→ **Task details**
Please collect every line below that contains the word "hull" and copy each one in full. Case counts, so a match must have the same capital and lowercase letters.

→ **Records for the task**
>>>

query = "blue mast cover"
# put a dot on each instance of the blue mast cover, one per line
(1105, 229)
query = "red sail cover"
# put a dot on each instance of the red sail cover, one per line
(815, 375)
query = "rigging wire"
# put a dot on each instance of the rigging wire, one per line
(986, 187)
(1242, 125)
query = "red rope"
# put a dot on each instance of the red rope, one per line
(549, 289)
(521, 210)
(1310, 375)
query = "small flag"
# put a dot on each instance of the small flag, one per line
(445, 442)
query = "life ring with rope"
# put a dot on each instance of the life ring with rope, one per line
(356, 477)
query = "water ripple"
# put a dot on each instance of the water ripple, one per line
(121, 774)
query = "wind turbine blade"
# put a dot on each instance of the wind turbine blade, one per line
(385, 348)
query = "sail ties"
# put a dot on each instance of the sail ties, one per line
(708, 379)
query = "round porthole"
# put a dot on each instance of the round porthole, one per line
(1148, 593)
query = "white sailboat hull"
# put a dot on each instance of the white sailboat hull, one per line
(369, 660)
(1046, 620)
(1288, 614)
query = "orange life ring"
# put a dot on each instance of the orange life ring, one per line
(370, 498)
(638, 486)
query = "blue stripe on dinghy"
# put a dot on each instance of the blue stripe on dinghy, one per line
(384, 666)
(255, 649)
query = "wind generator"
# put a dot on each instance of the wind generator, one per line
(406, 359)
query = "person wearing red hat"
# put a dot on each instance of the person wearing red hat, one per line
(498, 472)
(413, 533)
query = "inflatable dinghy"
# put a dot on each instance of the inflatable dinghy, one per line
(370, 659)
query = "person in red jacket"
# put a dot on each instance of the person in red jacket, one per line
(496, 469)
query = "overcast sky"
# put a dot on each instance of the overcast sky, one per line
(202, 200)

<<<

→ **Task solution**
query = "white sailboat hull"
# put a dot on each instance of the white sailboat hull, one per line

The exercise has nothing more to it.